Text section>
════════════════════

Now that a direct Easyjet flight from Bristol goes to Montpellier twice a week, the French are keen to bring its attractions and similarities, which they feel sure visitors will enjoy, to the attention of West Country visitors who will benefit from the new link.

First there is the charm of the city’s historic quarter, where classic French five storey buildings are separated by wide boulevards complete with tracks for the Tramway which criss-crosses the city, and enchanting series of small winding, sometimes cobbled, side streets which are packed with shops, cafes, private homes and the occasional surprise.

Many city centre shops and restaurants, like the Maison de la Lozere, where I dined on delicious food and regional speciality aligote, feature vaults which are all that remain of the historic Middle Ages buildings, which make lovely cool refuges from the heat of the day and bustle of the city centre.

For this is truly in the South of France – even in late May typical temperatures reach 30 degrees and by the height of summer I can image the French siesta in the afternoon is more than essential.

════════════════════

Exercise instructions>
1. Write out the Montpellier passage from "Now that a direct" up to and including "the new link.".
2. In the Montpellier passage, do the following statements agree with the text? Answer yes or no for each, quoting the words that decide it. (a) The direct Easyjet flight from Bristol to Montpellier runs twice a week. (b) The vaults in many city center shops and restaurants date from the Renaissance. (c) Typical temperatures reach 30 degrees even in late May.

════════════════════

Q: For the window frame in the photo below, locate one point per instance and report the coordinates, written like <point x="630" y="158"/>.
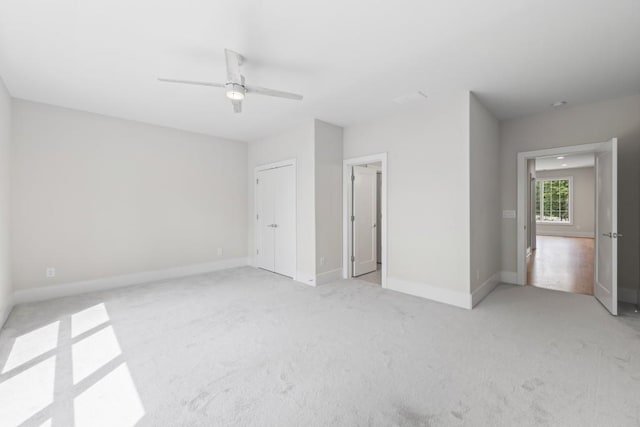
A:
<point x="570" y="201"/>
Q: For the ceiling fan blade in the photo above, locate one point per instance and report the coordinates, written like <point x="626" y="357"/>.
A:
<point x="191" y="82"/>
<point x="272" y="92"/>
<point x="234" y="60"/>
<point x="237" y="106"/>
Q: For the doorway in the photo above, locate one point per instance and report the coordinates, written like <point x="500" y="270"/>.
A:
<point x="365" y="220"/>
<point x="605" y="258"/>
<point x="275" y="201"/>
<point x="561" y="227"/>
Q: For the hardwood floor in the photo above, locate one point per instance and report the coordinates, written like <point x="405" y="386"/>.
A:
<point x="563" y="264"/>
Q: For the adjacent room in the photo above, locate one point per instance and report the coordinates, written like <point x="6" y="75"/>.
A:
<point x="562" y="237"/>
<point x="285" y="213"/>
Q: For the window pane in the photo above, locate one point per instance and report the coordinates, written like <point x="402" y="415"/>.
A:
<point x="552" y="200"/>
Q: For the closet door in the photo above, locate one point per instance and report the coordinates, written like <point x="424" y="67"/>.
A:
<point x="285" y="220"/>
<point x="265" y="191"/>
<point x="364" y="220"/>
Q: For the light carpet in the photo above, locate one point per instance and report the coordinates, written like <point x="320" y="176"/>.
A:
<point x="246" y="347"/>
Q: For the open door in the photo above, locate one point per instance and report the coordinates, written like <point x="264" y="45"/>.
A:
<point x="606" y="271"/>
<point x="364" y="220"/>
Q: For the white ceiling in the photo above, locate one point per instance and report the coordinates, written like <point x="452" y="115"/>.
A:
<point x="571" y="161"/>
<point x="349" y="58"/>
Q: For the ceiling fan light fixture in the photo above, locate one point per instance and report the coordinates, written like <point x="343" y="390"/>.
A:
<point x="235" y="91"/>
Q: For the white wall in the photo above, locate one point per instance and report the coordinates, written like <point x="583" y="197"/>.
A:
<point x="484" y="146"/>
<point x="5" y="138"/>
<point x="97" y="197"/>
<point x="582" y="204"/>
<point x="297" y="143"/>
<point x="532" y="227"/>
<point x="428" y="192"/>
<point x="583" y="124"/>
<point x="328" y="197"/>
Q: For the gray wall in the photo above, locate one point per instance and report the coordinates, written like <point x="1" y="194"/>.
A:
<point x="428" y="189"/>
<point x="97" y="197"/>
<point x="5" y="140"/>
<point x="328" y="184"/>
<point x="583" y="124"/>
<point x="484" y="179"/>
<point x="583" y="203"/>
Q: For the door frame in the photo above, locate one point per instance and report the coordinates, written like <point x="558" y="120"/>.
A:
<point x="256" y="234"/>
<point x="521" y="208"/>
<point x="347" y="267"/>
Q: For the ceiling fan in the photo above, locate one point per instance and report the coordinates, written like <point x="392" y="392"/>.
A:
<point x="235" y="87"/>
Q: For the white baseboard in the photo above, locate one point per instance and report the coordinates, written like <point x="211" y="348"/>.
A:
<point x="329" y="276"/>
<point x="306" y="278"/>
<point x="567" y="233"/>
<point x="56" y="291"/>
<point x="5" y="311"/>
<point x="510" y="277"/>
<point x="447" y="296"/>
<point x="627" y="295"/>
<point x="485" y="289"/>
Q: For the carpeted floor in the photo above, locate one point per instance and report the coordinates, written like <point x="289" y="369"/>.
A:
<point x="245" y="347"/>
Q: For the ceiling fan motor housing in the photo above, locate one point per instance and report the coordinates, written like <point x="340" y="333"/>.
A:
<point x="235" y="91"/>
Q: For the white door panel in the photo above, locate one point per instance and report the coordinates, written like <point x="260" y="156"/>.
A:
<point x="365" y="221"/>
<point x="265" y="258"/>
<point x="276" y="220"/>
<point x="285" y="220"/>
<point x="606" y="271"/>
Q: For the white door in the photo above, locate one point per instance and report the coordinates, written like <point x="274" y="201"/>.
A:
<point x="276" y="220"/>
<point x="606" y="271"/>
<point x="265" y="219"/>
<point x="285" y="221"/>
<point x="364" y="220"/>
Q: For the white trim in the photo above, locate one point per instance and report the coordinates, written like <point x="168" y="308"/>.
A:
<point x="6" y="311"/>
<point x="628" y="295"/>
<point x="568" y="233"/>
<point x="570" y="179"/>
<point x="256" y="236"/>
<point x="485" y="289"/>
<point x="329" y="276"/>
<point x="56" y="291"/>
<point x="346" y="212"/>
<point x="434" y="293"/>
<point x="509" y="277"/>
<point x="305" y="278"/>
<point x="522" y="181"/>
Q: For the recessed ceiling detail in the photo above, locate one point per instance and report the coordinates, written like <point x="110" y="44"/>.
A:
<point x="104" y="56"/>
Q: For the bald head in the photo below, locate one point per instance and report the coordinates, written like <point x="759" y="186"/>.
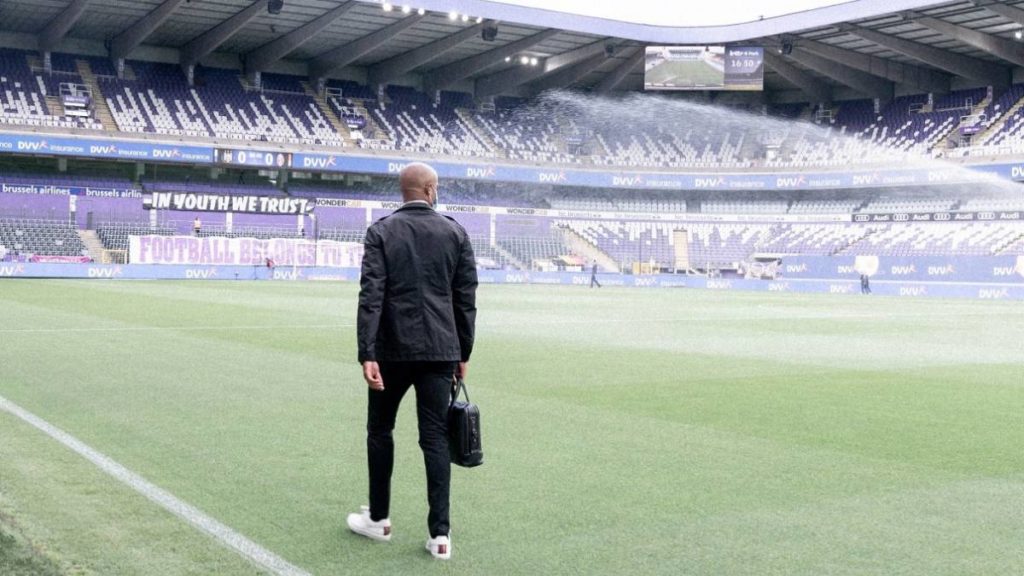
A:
<point x="418" y="181"/>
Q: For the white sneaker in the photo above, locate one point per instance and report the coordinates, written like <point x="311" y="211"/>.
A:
<point x="361" y="524"/>
<point x="439" y="547"/>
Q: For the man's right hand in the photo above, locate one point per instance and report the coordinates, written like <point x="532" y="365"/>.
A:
<point x="372" y="374"/>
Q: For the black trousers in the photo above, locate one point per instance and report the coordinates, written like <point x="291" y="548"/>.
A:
<point x="432" y="381"/>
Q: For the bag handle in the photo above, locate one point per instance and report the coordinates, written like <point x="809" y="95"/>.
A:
<point x="459" y="385"/>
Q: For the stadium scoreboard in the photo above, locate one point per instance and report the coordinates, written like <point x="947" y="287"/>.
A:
<point x="254" y="159"/>
<point x="704" y="68"/>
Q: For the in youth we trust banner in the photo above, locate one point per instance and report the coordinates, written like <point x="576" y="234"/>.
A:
<point x="242" y="251"/>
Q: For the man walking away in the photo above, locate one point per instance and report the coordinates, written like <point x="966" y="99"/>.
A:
<point x="865" y="284"/>
<point x="415" y="328"/>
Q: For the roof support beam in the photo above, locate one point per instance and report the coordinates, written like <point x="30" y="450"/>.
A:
<point x="507" y="79"/>
<point x="615" y="77"/>
<point x="568" y="75"/>
<point x="58" y="27"/>
<point x="907" y="75"/>
<point x="862" y="82"/>
<point x="984" y="71"/>
<point x="124" y="43"/>
<point x="818" y="92"/>
<point x="450" y="74"/>
<point x="262" y="57"/>
<point x="1005" y="10"/>
<point x="1006" y="49"/>
<point x="392" y="68"/>
<point x="207" y="42"/>
<point x="341" y="56"/>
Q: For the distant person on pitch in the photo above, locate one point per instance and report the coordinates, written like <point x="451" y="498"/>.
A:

════════════════════

Per-task outputs>
1.
Now that a direct Easyjet flight from Bristol goes to Montpellier twice a week, the French are keen to bring its attractions and similarities, which they feel sure visitors will enjoy, to the attention of West Country visitors who will benefit from the new link.

2.
(a) Yes: "a direct Easyjet flight from Bristol goes to Montpellier twice a week"
(b) No: "vaults which are all that remain of the historic Middle Ages buildings"
(c) Yes: "even in late May typical temperatures reach 30 degrees"